EXCERPT TO READ.
————
Introduction
In this post I describe how to create a dataset from scraping information from HTML or a Wiki. Perrypedia is a wiki holding information about Perry Rhodan Cite. “Perry Rhodan is the eponymous hero of a German science fiction novel series which has been published each week since 8 September 1961 in the ‘Romanhefte’ format (digest-sized booklets, usually containing 66 pages, the German equivalent of the now-defunct American pulp magazine) by Pabel-Moewig Verlag, a subsidiary of Bauer Media Group.”
The data needed for finding out answers to my set questions of interest is found in the aforementioned Perrypedia wiki. For each issue meta data is provided in an HTML table, e.g, Issue 1. Meta data includes, series, season, title, subtitle, author, title illustrator, inbound illustrator, release, maincharacters, eventtimeframe, and locations.
The workflow that I follow is:
- Setup
- Save HTML files locally from Perrypedia
- Scrape information from HTML
- Analyze results and improve scraping, repeat step 3
- Amend data with for example gender information
- Save resulting dataset to a CSV file
My personal motivation to perform this task is to learn how to scrape information from websites. Moreover, I would like to learn about the tidyr package to clean data for further analysis.
Legal disclaimer: Dieser Artikel basiert auf einem Artikel der Perrypedia und ist unter den Bedingungen der GNU FDL verfügbar. Autoren und Quelltext sind dort verfügbar.
Setup
I use the following libraries:
- futile.logger for logging
- tidyverse for all relevant packages to manipulate and clean data
- rvest to scrape information from website
- gender
# load the tidyverse and other libraries
library(futile.logger)
library(tidyverse)
library(rvest)
library(stringr)
library(gender)
flog.trace("libraries loaded")
Setup of useful constants:
# set logging threshold
flog.threshold(INFO)
————
GIVEN EXERCISE 1.
Please repeat the Perrypedia scraping post word for word, starting at "Legal disclaimer: Dieser" and ending at "library(rvest)".
GIVEN EXERCISE 2.
In the Perrypedia scraping post, which library is used for logging?

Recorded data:
————
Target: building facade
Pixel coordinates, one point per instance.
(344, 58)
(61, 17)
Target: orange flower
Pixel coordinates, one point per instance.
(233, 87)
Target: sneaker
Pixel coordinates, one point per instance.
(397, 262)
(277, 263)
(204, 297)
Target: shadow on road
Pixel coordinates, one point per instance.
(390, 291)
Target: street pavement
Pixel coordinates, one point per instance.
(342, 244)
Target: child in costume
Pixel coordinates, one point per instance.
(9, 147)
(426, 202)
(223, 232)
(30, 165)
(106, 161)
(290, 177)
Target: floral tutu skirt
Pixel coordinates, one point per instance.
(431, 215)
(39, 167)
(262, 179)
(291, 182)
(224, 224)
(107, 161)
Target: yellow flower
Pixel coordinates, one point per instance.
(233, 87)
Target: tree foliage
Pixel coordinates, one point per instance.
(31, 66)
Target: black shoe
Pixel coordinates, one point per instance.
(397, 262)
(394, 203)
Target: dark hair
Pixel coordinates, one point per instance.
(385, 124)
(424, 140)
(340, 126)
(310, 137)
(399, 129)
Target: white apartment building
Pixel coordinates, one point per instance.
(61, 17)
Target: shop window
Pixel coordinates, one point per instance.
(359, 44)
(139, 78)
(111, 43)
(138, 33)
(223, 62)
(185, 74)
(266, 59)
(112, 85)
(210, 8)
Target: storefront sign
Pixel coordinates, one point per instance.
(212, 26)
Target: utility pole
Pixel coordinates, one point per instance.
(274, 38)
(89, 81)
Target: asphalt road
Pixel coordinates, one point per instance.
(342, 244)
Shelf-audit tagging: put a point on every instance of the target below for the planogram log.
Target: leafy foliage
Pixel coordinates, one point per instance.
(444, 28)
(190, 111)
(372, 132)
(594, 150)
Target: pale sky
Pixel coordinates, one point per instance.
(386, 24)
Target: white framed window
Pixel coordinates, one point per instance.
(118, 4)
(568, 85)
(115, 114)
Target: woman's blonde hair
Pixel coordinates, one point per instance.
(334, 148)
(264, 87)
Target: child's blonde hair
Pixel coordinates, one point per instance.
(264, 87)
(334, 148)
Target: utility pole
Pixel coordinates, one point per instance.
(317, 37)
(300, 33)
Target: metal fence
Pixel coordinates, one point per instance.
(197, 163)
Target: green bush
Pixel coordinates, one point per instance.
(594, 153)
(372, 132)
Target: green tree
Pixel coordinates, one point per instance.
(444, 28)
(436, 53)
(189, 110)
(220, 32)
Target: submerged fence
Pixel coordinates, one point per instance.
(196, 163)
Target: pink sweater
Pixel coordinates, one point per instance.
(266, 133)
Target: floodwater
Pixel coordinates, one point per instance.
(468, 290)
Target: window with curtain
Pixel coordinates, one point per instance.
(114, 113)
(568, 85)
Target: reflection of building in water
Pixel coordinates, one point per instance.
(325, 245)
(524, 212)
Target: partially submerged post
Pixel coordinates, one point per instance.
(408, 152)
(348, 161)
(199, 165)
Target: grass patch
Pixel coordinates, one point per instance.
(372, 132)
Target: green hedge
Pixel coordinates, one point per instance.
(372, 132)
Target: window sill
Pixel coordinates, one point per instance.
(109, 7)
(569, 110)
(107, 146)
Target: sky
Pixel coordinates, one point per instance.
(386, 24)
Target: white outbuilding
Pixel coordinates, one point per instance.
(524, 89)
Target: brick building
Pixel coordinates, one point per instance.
————
WRITTEN SOLUTION 1.
Legal disclaimer: Dieser Artikel basiert auf einem Artikel der Perrypedia und ist unter den Bedingungen der GNU FDL verfügbar. Autoren und Quelltext sind dort verfügbar.
Setup
I use the following libraries:
- futile.logger for logging
- tidyverse for all relevant packages to manipulate and clean data
- rvest to scrape information from website
- gender
# load the tidyverse and other libraries
library(futile.logger)
library(tidyverse)
library(rvest)

WRITTEN SOLUTION 2.
futile.logger